** Opening Source text block **

In the middle of the last century, Tixier et al.  of Schlumberger first put forward the concept of low-resistivity reservoir, then started to investigate the definition of low-resistivity reservoir. From the perspective of oil saturation and resistivity index, Zemanek  thought that the resistivity index of low-resistivity reservoir should be less than three, and the oil saturation should be less than 50%. However, many scholars pay more attention to the resistivity ratio of oil and water layers to measure whether the oil layer is a low-resistivity reservoir. Ouyang et al.  believed that the oil layer can be determined as a low-resistivity reservoir if the resistivity of oil reservoirs is less than twice that of the water layers. The main genetic types for low resistivity of oil reservoirs are conductivity of clay, high-salinity formation water, high irreducible water saturation, deep invasion of high-salinity filtrate, and a small amount of conductive minerals [7–12]. For the Chang 8 member, Ordos Basin, Bai et al.  believed that the water salinity and irreducible water saturation are the main reasons causing the resistivity of oil reservoirs to be low.
Many scholars have studied the fluid identification of low-resistivity reservoirs. The more classical methods include overlapping, crossplots, nuclear magnetic resonance logs, and mathematical statistics methods [14–17] Among these methods, the most commonly used methods are overlapping and crossplot methods [18, 19]. Although nuclear magnetic resonance (NMR) logging plays a vital role in fluid identification , there is almost no NMR logging data in some old oilfields. Ren et al.  defined a fluid indicator factor based on the double-porosity overlap method. By constructing the crossplot of fluid identification factor with porosity, they predicted the fluid properties of low-porosity and low-permeability reservoirs in the Subei Basin with high accuracy. Sun et al.  established a double-porosity model of tight sandstone based on the Voigt–Reuss–Hill model and further used the elastic parameters predicted by the established model to construct a fluid identification chart suitable for low-porosity and low-permeability reservoirs. Based on the correlation coefficient for the upper Paleozoic tight sandstone reservoir in the Linxing-Shenfu area of Ordos Basin, Hou et al.  proposed a fluid discrimination method by using density porosity and resistivity logging data.
With the advent of the era of big data, scholars have tried to process and interpret logging data through various machine learning methods to improve production efficiency and accuracy [24–26]. The process of machine learning is to find the objective function through training data. The commonly used algorithms include decision tree, random forest algorithm, logical regression, support vector machine, neural network, and cluster analyses. These methods mine the complex nonlinear relationship between data through complex transformation, which is more effective for the problems that cannot be effectively solved by traditional physical or empirical models. Combining logs with production data, Zhang et al.  accurately identified oil, gas, and water layers in the coexistence area of low-resistivity oil layer and high-resistivity water layer by using the support vector machine method. Based on electrical and physical properties, acoustic parameters, or gas logging parameters, Liu et al.  extracted oil and gas sensitive parameters and applied four mathematical algorithms of the decision tree, radial basis function, neural network, and cluster analysis to the comprehensive evaluation of fluid properties. The identification method of carbonate reservoir in the Jidong exploration area is more accurate than that of single information. Chen et al.  applied the machine learning AdaBoost M2 algorithm to the fluid recognition of sandy conglomerates. The K-type multifluid type is disassembled into a binary classification problem, and the decision tree is called as a weak learning algorithm to automatically obtain the classifiers for fluid discrimination. Tan et al.  used a committee machine method to identify the fluid types for tight sandstones from GR, resistivity, and porosity logs. Luo et al.  used long-term and short-term memory network (LSTM) and convolutional neural network (CNN) to characterize the timing characteristics of log curves and the correlation between multiple log curves, respectively. The recognition accuracy of the oil-bearing reservoir is significantly improved by using the weighted crossentropy loss function. The multilayer fluid recognition method improves the recognition accuracy of oil, oil and water, and water layers.

** Closing Source text block **

In the text on low-resistivity reservoirs, what resistivity condition did Ouyang et al. use to call an oil layer a low-resistivity reservoir?

** Opening Records shown block **

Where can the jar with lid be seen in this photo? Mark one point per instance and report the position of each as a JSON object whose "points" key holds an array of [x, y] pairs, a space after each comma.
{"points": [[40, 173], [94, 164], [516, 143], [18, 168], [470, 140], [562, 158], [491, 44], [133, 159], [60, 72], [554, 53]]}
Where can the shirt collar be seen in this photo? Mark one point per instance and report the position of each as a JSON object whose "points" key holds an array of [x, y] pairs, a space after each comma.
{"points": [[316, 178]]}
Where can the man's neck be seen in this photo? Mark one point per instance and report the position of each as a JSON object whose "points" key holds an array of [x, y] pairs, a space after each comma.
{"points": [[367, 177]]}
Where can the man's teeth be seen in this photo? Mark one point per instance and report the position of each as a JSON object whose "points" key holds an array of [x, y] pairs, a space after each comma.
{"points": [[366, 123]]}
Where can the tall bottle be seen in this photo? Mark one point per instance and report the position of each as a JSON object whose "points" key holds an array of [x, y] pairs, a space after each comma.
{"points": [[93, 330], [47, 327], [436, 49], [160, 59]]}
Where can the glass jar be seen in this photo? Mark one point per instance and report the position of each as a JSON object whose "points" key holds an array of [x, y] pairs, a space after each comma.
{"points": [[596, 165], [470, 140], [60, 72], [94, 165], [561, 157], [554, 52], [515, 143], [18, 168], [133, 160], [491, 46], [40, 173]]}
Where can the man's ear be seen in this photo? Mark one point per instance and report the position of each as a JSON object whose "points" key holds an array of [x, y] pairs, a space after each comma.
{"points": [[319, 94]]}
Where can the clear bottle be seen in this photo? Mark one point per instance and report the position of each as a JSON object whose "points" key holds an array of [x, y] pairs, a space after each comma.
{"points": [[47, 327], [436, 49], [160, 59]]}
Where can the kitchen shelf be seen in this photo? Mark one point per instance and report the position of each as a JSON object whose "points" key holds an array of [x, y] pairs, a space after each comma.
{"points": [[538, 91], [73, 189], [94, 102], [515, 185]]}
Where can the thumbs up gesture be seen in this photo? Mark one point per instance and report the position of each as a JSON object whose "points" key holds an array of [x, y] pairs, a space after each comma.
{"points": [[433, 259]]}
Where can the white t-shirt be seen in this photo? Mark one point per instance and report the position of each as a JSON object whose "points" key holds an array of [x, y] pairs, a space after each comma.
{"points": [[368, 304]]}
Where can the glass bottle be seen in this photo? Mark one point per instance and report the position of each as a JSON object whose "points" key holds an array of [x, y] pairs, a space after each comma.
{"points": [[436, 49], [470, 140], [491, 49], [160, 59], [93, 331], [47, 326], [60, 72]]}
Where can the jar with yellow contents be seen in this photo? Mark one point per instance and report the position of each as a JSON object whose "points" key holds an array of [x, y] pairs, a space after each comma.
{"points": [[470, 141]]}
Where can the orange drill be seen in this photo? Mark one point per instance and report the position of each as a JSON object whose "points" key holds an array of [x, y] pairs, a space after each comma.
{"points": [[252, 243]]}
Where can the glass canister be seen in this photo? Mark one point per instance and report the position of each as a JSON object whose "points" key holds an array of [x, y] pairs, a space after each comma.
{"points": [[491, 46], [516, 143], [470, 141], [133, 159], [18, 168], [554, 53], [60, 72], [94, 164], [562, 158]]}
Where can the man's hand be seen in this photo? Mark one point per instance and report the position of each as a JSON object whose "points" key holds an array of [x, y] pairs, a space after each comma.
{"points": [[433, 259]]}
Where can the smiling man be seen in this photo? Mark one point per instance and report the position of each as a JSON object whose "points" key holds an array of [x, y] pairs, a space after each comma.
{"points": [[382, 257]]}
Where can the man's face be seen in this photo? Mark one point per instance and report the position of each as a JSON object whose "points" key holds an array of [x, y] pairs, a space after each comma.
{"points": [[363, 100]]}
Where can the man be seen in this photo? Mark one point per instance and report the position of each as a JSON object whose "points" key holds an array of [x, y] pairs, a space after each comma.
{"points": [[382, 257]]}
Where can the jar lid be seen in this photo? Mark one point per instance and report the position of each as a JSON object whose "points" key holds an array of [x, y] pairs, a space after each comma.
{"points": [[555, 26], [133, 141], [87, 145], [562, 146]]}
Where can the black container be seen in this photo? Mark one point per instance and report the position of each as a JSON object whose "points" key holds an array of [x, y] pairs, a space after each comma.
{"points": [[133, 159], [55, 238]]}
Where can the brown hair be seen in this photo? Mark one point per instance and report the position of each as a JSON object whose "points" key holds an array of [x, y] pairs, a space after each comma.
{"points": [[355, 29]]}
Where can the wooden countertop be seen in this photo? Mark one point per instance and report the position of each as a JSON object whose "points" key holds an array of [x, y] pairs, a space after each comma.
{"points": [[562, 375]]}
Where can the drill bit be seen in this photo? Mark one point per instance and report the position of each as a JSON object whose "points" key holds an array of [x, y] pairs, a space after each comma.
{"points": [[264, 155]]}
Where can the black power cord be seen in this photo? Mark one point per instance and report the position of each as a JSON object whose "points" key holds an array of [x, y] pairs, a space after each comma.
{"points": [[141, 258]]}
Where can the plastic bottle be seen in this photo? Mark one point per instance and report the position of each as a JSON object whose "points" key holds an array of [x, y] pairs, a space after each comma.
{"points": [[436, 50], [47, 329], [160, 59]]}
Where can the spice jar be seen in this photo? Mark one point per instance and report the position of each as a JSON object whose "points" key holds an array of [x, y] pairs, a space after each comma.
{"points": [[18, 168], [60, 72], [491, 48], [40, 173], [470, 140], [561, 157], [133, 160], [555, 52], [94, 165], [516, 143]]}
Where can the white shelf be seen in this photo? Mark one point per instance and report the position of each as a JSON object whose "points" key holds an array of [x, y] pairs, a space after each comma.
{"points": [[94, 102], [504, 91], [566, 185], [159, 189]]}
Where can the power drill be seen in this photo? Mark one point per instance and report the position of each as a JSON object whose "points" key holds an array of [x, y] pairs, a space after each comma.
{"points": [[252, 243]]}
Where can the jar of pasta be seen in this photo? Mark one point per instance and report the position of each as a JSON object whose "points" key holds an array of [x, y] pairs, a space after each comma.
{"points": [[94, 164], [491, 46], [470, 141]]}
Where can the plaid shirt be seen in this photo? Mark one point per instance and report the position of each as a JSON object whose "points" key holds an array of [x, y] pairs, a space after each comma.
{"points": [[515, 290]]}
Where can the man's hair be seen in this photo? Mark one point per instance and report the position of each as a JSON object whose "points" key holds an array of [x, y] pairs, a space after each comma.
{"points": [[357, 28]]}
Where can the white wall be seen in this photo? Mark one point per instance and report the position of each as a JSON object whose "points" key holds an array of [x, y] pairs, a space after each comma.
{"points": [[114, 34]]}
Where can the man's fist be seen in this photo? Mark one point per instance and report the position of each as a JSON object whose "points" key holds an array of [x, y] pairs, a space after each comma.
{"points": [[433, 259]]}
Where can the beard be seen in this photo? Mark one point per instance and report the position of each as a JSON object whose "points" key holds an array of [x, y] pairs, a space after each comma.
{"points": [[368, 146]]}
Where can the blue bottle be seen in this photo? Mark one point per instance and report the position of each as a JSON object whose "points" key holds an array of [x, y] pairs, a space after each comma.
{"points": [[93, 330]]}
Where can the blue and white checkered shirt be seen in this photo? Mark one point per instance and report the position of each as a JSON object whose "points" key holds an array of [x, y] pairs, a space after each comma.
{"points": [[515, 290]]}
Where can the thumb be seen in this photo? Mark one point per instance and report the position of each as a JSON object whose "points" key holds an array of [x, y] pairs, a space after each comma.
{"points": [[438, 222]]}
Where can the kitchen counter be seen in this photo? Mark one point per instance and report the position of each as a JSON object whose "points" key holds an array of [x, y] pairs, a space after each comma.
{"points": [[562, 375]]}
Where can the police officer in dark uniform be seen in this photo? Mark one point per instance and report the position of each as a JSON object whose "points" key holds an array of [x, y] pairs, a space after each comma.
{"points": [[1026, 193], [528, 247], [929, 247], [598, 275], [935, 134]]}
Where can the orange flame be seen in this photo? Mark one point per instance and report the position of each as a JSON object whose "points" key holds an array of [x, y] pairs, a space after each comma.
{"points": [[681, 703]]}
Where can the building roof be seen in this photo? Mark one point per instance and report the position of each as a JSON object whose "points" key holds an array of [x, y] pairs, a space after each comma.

** Closing Records shown block **

**Exercise output**
The oil layer's resistivity is less than twice that of the water layers.